__Exercise instructions__
a – Report every line of the records that contains the string "mask", treating uppercase and lowercase letters as different.
b – Go on with the passage on court-appointed receivers in Indiana mortgage foreclosures, starting right after its last sentence.

A trial court may appoint a receiver in actions where, as here, a mortgagee seeks to foreclose the mortgage. Ind.Code § 32–30–5–1(4). Upon motion by the mortgagee, the court shall appoint a receiver if, at the time the motion is filed, the property is not occupied by the owner as the owner's principal residence and:

(A) it appears that the property is in danger of being lost, removed, or materially injured;

(B) it appears that the property may not be sufficient to discharge the mortgaged debt;

(C) either the mortgagor or the owner of the property has agreed in the mortgage or in some other writing to the appointment of a receiver;

(D) a person not personally liable for the debt secured by the mortgage has, or is entitled to, possession of all or a portion of the property;

(E) the owner of the property is not personally liable for the debt secured by the mortgage; or

(F) all or any portion of the property is being, or is intended to be, leased for any purpose.


Before beginning his duties as a receiver, a receiver must swear to perform the duties of a receiver faithfully and execute a written undertaking, i.e., a bond, with one or more sureties, to ensure that he faithfully discharges his duties and obeys the court's orders. Ind.Code § 32–30–5–3. “A receiver may, under control of the court or judge: (1) bring and defend actions; (2) take and keep possession of the property; (3) receive rents; (4) collect debts; and (5) sell property; in the receiver's own name, and generally do other acts respecting the property as the court or judge may authorize.” Ind.Code § 32–30–5–7.

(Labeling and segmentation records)
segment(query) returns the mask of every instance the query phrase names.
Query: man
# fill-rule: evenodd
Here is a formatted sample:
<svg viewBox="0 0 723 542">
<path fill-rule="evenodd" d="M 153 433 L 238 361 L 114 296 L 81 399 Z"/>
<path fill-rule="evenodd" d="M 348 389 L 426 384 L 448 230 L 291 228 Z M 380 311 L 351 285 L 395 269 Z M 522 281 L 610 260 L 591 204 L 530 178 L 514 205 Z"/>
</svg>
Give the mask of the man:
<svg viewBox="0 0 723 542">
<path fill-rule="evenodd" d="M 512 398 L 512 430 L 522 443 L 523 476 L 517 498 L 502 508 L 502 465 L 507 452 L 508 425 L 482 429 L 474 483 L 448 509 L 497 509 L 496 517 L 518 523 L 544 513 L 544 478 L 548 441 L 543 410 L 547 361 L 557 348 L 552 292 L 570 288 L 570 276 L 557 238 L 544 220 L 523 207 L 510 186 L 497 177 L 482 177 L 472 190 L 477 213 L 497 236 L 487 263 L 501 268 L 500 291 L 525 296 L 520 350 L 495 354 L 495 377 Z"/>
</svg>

...

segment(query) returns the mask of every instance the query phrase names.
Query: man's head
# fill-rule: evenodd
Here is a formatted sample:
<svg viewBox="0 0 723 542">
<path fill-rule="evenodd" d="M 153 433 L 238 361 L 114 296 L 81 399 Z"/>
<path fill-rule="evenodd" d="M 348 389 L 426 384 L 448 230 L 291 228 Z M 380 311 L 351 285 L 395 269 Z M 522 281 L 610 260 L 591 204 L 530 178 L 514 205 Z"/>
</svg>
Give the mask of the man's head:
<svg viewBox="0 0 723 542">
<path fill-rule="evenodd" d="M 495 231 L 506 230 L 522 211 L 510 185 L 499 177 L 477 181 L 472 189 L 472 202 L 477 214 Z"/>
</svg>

__Results of the exercise__
a –
segment(query) returns the mask of every instance the query phrase names.
Give the mask of the man:
segment(query) returns the mask of every instance the query phrase names.
Give the mask of the man's head:

b –
Before a receiver can be discharged from his duties, he must file a report in final settlement of the receivership proceedings. Ind.Code § 32–30–5–14. The report must set forth all receipts and disbursements to the date of the accounting, as well as other appropriate information relative to the administration of the receivership, liquidation of the receivership, and declaration and payment of dividends. Ind.Code § 32–30–5–15. Interested parties may file objections to the receiver's report within thirty days of its filing. Ind.Code § 32–30–5–18(a). If objections are not filed within thirty days, they are forever barred. Ind.Code § 32–30–5–18(b). After the expiration of the thirty day period to object, the trial court shall, without delay, proceed with a hearing and determination of the objections or exceptions, pass upon the account or report, order the payment of a partial or final dividend, and make other appropriate orders. Ind.Code § 32–30–5–19.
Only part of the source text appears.